◆ What you will do: From the article on children's gut health below, write out the passage that begins at the words "4. Eat a rainbow." and stops after "iron and zinc.".

◆ Selected passage:

If you want to set your child up for good health, it’s essential to bolster the bacteria in their belly. UNCLE TOBYS Nutritionist and mum of three, Kathleen Alleaume shares the importance of a whole grain diet to support your kid’s gut health.
The importance of good gut health in children
By now, most of us have heard about the “friendly” and “unfriendly” bugs that live in our gut. These diverse range of tiny critters that inhabit our gut (aka the gut microbiome) is established in the early years of life. Whilst every child’s gut is like a unique fingerprint, emerging evidence suggests that a healthy balance of gut microbes may influence a wide range of important functions, including supporting their immunity, ability to extract nutrients and energy from food, to even how they respond to certain foods.
You are what you eat
What your child eats has a huge influence on maintaining a balanced microbiome. Fortunately, nurturing your child’s gut doesn’t have to be hard. Here are my top five simple tips.
1. Focus on fibre
Making sure our kids eat enough protein for growth and development is one thing, yet studies show we often overlook the importance of dietary fibre, with only 42.3% of children meeting their adequate daily intake of dietary fibre. Not getting enough fibre every day may significantly change the way your child’s gut functions. Why? Fibre isn’t just a bulking agent to ease their daily bowel movements. It’s also the meal choice for the beneficial bacteria in the gut to survive and thrive.
Unfortunately, dietary fibre consumption is generally below-par in Australia. It’s recommended for adults to consume at least 30 grams of fibre every day from whole foods, most of which can be found in plants. Children aged (4 to 8 years) need roughly 18 grams per day.
2. Start with breakfast. Make sure that the family is starting their day with a wide variety of plant-based foods, including fruits, vegetables, wholegrains, and nuts to help pack in a diverse range of dietary fibres for optimal gut health. Wholegrains not only provide a source of carbohydrates to ensure the little ones stay energised but will typically dish up more fibre compared to refined grains. UNCLE TOBYS Low Sugar CHEERIOS with milk and fresh fruit is a high-fibre choice or wholegrain toast with avocado and boiled egg make up a balanced option for a great start.
3. Sensible snacking. Snack on fruit, nuts or a muesli bars made with whole grains. Look for snacks that have 2g of fibre or more per serving. My kids and I are loving the new UNCLE TOBYS Chewy Milo muesli bars.
4. Eat a rainbow. Opt for a variety of vegetables across meals and snacks. When preparing dinner, chop extra veggie sticks for the following day. Store in containers and pack in the lunch box. Team with high-protein dips like hummus or cheese. Think a serve of veg is hard to achieve? Think again. One serve is equal to ½ a cup. Kids between the age of 5 to 10 years need between 2.5 to 5 serves every day.
5. Up your grain game. According to the Australian Grains and Legumes Nutrition Council, most Aussies eat ‘core foods’ every day (like bread, breakfast cereals, pasta and rice), but only around 30% of these are whole grain, so most of us are falling short of their health benefits, which include up to three times the amount of dietary fibre, and 80% more minerals like iron and zinc.

◆ Exercise data:
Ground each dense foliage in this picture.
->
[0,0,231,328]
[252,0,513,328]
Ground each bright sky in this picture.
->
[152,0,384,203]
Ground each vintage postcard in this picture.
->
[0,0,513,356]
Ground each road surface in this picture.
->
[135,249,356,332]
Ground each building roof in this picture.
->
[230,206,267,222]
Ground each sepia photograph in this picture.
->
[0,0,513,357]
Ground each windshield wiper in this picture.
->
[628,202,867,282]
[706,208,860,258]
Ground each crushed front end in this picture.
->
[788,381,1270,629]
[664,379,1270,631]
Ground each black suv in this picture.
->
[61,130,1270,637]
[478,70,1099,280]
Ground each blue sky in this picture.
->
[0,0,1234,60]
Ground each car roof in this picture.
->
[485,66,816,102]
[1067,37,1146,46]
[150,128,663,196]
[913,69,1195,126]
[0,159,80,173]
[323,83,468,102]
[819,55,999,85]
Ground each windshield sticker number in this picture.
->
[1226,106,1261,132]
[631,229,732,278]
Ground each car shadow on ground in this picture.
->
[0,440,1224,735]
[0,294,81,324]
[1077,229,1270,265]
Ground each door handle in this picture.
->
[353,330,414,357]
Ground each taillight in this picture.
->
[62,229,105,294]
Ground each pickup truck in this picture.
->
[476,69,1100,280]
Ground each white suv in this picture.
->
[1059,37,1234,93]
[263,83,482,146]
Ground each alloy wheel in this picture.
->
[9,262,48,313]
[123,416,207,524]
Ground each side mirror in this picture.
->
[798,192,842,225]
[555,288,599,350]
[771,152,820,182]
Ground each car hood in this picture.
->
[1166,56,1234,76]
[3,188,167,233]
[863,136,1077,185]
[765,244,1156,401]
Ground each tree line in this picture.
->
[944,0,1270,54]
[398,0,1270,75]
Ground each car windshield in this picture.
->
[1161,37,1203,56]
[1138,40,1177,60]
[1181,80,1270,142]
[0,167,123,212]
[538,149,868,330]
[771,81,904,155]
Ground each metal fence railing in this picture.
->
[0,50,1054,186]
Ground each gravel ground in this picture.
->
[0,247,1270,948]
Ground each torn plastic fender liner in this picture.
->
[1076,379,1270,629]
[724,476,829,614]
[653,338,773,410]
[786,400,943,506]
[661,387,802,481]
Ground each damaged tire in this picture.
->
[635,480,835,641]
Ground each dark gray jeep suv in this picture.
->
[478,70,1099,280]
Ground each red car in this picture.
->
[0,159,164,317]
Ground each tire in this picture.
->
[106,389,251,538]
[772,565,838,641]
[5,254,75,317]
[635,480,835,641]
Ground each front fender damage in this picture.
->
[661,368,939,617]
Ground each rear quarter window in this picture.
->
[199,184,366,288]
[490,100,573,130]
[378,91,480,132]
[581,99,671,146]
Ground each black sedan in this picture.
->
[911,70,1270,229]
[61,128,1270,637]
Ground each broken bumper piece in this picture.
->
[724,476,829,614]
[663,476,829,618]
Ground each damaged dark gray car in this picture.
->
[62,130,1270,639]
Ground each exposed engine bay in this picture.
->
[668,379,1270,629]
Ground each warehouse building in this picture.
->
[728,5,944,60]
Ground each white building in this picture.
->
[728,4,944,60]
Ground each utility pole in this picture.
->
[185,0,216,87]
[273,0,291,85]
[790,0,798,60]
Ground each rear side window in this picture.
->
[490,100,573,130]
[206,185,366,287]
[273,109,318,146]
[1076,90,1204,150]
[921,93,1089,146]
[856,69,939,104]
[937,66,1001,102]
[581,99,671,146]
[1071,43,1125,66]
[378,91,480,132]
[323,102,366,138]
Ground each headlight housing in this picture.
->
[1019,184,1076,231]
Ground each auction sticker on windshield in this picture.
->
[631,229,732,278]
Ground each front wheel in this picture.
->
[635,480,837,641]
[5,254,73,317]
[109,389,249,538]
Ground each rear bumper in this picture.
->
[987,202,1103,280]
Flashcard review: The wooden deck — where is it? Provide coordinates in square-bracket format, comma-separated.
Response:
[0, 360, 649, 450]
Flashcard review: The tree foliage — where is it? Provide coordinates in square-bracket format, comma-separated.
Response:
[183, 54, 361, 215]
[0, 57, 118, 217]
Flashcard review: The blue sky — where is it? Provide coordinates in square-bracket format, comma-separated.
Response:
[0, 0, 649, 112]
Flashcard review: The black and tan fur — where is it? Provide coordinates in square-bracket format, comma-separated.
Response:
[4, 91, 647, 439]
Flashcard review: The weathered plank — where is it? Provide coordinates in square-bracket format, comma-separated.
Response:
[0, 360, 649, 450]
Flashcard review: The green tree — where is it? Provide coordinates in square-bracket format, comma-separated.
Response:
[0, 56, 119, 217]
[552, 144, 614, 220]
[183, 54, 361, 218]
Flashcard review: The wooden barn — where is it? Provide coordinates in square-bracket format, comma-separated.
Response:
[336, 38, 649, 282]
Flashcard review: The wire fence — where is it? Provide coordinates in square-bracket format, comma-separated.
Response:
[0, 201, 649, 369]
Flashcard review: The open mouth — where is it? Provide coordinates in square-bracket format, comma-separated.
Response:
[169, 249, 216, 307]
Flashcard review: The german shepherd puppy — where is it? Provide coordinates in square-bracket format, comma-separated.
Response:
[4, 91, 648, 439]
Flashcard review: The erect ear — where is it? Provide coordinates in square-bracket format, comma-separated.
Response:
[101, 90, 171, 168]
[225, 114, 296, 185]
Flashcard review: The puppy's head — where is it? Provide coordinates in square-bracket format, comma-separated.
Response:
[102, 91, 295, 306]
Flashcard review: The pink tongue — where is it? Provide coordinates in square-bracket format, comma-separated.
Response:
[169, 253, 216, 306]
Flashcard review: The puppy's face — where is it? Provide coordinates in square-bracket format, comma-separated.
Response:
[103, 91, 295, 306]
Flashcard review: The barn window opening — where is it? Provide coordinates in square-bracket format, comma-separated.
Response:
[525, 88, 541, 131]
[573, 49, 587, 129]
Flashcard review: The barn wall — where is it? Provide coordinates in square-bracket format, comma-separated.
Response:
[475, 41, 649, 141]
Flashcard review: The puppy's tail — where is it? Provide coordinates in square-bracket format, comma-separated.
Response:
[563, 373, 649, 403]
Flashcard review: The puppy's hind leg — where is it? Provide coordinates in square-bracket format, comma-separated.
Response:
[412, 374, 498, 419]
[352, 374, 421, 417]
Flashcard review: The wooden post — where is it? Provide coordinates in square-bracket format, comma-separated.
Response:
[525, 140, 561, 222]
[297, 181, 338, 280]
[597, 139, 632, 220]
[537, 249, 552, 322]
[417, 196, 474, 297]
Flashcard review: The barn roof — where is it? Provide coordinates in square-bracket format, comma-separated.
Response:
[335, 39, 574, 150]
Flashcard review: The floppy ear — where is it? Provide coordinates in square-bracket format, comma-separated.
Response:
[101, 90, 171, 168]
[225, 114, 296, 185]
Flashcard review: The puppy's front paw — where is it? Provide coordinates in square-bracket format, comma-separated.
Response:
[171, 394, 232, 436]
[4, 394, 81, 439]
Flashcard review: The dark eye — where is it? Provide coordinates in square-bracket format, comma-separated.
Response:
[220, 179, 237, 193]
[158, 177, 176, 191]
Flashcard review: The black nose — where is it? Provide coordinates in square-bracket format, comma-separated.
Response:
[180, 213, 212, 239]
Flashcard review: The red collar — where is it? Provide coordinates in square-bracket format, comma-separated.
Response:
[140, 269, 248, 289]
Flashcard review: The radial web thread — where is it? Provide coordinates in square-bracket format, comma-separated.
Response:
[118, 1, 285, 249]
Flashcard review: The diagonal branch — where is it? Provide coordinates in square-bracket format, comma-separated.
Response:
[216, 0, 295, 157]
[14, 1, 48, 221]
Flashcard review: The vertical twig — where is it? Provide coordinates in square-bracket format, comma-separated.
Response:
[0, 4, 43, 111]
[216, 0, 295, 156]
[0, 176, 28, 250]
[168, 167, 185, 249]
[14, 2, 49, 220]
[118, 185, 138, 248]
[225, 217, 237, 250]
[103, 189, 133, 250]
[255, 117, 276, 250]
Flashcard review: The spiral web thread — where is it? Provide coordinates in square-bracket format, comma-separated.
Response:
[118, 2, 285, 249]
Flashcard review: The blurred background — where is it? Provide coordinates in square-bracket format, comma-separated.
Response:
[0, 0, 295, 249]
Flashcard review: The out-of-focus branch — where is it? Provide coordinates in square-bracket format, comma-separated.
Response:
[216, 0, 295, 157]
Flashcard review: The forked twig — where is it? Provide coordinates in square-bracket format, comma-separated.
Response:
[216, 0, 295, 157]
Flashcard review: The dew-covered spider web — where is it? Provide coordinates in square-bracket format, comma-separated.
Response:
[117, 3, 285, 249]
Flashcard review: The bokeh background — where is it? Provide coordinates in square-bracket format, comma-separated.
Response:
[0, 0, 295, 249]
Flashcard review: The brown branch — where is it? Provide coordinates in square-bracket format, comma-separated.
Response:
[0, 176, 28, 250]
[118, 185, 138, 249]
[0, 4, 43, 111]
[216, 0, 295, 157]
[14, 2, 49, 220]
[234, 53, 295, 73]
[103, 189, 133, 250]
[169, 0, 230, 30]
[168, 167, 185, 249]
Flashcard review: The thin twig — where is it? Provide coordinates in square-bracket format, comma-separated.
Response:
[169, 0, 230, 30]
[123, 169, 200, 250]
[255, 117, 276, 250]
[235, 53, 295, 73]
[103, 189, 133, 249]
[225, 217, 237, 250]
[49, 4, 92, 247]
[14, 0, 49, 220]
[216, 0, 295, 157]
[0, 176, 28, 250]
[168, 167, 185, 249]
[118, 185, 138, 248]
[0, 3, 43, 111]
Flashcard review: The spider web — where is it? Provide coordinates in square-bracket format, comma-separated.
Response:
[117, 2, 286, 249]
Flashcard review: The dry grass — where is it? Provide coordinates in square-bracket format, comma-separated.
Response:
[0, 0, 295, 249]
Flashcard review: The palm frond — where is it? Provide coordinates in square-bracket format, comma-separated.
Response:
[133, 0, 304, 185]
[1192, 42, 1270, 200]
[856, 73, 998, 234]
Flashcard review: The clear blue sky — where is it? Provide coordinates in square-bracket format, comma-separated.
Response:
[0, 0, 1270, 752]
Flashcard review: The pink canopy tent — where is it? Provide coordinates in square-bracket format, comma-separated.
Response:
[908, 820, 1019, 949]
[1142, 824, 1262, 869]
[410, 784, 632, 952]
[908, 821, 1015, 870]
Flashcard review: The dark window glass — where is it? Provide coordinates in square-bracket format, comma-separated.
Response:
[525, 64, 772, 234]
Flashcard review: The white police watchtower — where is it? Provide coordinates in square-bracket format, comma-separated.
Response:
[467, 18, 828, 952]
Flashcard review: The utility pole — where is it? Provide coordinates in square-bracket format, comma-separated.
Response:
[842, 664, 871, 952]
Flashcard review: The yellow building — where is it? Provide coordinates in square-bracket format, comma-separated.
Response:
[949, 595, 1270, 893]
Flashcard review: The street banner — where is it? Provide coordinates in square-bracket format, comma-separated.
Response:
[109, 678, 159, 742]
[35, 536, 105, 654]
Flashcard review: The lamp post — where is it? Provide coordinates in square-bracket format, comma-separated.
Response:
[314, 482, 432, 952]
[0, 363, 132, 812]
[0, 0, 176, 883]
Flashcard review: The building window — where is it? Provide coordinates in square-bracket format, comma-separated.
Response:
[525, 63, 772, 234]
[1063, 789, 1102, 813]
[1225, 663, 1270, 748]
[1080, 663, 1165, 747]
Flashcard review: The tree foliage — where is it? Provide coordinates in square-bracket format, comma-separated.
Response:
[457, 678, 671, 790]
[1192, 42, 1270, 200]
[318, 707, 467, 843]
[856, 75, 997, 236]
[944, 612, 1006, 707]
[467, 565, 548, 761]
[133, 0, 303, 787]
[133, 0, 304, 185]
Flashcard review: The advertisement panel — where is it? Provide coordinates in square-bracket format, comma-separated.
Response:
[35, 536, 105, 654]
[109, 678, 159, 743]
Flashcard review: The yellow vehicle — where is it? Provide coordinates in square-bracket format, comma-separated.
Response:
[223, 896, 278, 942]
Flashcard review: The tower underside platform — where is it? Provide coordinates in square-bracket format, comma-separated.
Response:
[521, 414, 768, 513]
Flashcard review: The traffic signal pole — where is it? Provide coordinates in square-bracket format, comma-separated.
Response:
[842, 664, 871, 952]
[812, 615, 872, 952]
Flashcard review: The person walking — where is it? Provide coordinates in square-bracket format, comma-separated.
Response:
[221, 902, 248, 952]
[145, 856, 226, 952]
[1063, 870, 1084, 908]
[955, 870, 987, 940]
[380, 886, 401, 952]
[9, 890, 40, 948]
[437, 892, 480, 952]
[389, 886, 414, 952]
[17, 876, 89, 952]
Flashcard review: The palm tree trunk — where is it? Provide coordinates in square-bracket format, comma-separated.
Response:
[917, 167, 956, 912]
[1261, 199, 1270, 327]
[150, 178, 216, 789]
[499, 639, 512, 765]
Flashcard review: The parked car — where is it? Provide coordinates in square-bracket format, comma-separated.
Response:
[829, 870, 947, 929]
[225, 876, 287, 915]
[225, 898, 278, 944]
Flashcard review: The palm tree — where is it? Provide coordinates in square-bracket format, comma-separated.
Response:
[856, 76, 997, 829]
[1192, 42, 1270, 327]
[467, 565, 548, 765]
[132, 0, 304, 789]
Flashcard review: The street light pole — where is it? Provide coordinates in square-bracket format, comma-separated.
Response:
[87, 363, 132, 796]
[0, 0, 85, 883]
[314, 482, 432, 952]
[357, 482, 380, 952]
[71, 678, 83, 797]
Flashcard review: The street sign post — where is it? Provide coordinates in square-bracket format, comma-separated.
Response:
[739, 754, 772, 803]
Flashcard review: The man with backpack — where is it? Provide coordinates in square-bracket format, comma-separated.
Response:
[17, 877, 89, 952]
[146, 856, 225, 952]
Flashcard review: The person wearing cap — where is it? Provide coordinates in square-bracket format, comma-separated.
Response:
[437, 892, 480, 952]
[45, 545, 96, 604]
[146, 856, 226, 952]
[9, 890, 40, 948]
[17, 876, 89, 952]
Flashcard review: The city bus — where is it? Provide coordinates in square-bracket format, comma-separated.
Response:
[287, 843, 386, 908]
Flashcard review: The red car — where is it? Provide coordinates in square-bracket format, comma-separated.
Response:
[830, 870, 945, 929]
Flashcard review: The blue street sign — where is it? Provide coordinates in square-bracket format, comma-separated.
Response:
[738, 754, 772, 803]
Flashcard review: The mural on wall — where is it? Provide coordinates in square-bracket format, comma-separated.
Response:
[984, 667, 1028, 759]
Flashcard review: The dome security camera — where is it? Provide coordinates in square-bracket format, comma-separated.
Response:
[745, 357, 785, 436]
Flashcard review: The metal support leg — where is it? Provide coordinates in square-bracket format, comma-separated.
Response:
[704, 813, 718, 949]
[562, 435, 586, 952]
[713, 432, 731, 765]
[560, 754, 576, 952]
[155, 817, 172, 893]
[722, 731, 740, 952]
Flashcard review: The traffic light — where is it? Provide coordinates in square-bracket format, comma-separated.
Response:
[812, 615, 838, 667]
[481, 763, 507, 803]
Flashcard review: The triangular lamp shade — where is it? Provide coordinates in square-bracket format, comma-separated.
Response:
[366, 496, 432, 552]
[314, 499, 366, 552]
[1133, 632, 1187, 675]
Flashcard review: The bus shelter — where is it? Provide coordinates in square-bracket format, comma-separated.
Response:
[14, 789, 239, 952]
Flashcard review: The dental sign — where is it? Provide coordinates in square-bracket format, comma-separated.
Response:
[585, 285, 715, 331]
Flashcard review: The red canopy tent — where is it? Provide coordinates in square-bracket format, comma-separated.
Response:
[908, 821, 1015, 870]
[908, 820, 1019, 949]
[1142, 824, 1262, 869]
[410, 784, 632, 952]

◆ Exercise solution:
4. Eat a rainbow. Opt for a variety of vegetables across meals and snacks. When preparing dinner, chop extra veggie sticks for the following day. Store in containers and pack in the lunch box. Team with high-protein dips like hummus or cheese. Think a serve of veg is hard to achieve? Think again. One serve is equal to ½ a cup. Kids between the age of 5 to 10 years need between 2.5 to 5 serves every day.
5. Up your grain game. According to the Australian Grains and Legumes Nutrition Council, most Aussies eat ‘core foods’ every day (like bread, breakfast cereals, pasta and rice), but only around 30% of these are whole grain, so most of us are falling short of their health benefits, which include up to three times the amount of dietary fibre, and 80% more minerals like iron and zinc.